_SOURCE EXTRACT_
↓↓↓

In the next 20 years, there will be a substantial global rise in multimorbidities, with consequences for patients, carers, healthcare systems and society. Addressing this challenge requires a shift in the prevailing clinical, educational, and scientific thinking and organisation.
In a review published today in Nature Medicine, Professor Claudia Langenberg, Director of the Precision Healthcare University Research Institute (PHURI) at Queen Mary University of London; Professor Sir Chris Whitty, Chief Medical Officer for England; and Professor Aroon Hingorani, University College London suggest that a change to a data-driven approach is crucial to meet the challenge of multimorbidity.
Our current approaches to understanding and treating multimorbidity do not account for the ethnic and pathological diversity of multimorbidity that is present nationally or globally and the profound inequalities that exist within and between economies.
Multimorbidity is defined as “the simultaneous occurrence of two or more chronic conditions in the same individual, regardless of cause.” The authors argue that this definition should be changed to consider the occurrence of two or more conditions in the same individual, regardless of chronicity, over the person’s entire life.
“The current definition omits the fact that chains of causation may be separated in time, with acute, treatable, or self-limited conditions having consequences later in life,” says Professor Langenberg. “For example, survivors of Hodgkin’s lymphoma in childhood have a higher risk of cardiovascular disease and a second cancer in in the breast, lung, or thyroid in later life.”

↑↑↑

_QUESTIONS TO ANSWER_
A. Reproduce the part of the multimorbidity article that opens with the words containing "Multimorbidity is defined" and closes with "person’s entire life.".
B. From the multimorbidity article, list every author of the Nature Medicine review.
C. Write the next part of the multimorbidity article, picking up after its final sentence.

_RECORDS SUPPLIED_
↓↓↓

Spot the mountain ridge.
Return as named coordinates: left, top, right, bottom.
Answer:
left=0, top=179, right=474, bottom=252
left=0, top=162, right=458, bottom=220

↑↑↑
↓↓↓

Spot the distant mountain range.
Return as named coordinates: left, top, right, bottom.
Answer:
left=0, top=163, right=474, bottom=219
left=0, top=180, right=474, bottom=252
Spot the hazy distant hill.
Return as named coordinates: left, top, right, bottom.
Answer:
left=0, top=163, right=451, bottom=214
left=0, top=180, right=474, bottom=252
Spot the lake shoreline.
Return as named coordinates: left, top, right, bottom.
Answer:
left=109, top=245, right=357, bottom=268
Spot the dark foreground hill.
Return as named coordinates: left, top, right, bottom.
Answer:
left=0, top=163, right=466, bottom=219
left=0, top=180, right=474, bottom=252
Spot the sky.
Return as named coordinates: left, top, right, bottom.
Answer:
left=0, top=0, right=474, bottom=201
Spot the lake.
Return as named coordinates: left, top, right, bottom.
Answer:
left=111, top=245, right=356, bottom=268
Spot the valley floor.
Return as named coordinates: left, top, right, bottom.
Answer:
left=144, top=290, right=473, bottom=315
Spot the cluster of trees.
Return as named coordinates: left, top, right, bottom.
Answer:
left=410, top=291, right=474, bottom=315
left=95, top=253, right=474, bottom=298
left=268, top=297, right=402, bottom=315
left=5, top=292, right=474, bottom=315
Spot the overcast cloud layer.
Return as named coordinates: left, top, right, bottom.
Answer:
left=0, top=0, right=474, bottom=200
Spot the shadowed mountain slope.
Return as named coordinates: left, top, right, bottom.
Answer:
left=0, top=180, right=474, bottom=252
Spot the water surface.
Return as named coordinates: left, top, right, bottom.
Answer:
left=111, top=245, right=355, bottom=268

↑↑↑

_EXPECTED RESPONSES_
A.
Multimorbidity is defined as “the simultaneous occurrence of two or more chronic conditions in the same individual, regardless of cause.” The authors argue that this definition should be changed to consider the occurrence of two or more conditions in the same individual, regardless of chronicity, over the person’s entire life.

B.
- Professor Claudia Langenberg
- Professor Sir Chris Whitty
- Professor Aroon Hingorani

C.
We must shift our clinical, educational, and scientific approaches to meet the challenge of multimorbidity. Most of the existing research on multimorbidity focuses on a very small group of long-term conditions where age is the main driver of multimorbidity, neglecting thousands of conditions in the UK. We must capitalise on advances in genomics and computing to gather information about how diseases interact. Data-driven scientific approaches could help to identify patterns, clusters and trajectories in multimorbidity, while considering data on life stages, ethnicities, sexes, socioeconomic groups and locations. This will be a key focus of Queen Mary’s Precision Healthcare University Research Institute.
Modern medicine is built around a single disease approach – how we train healthcare professionals, organise medical disciplines and write clinical guidelines are optimised for a single disease. It’s a similar picture in scientific research, with academia, funding and study design usually organised around a single disease or organ. Multimorbidity is not a single entity but differs quantitively and qualitatively across life stages, ethnicities, sexes, socioeconomic groups, and geographies, and in order to better understand and treat multiple conditions, these must be considered. There is an urgent need for more systematic recognition of the interaction between diseases in research and their importance in clinical practice.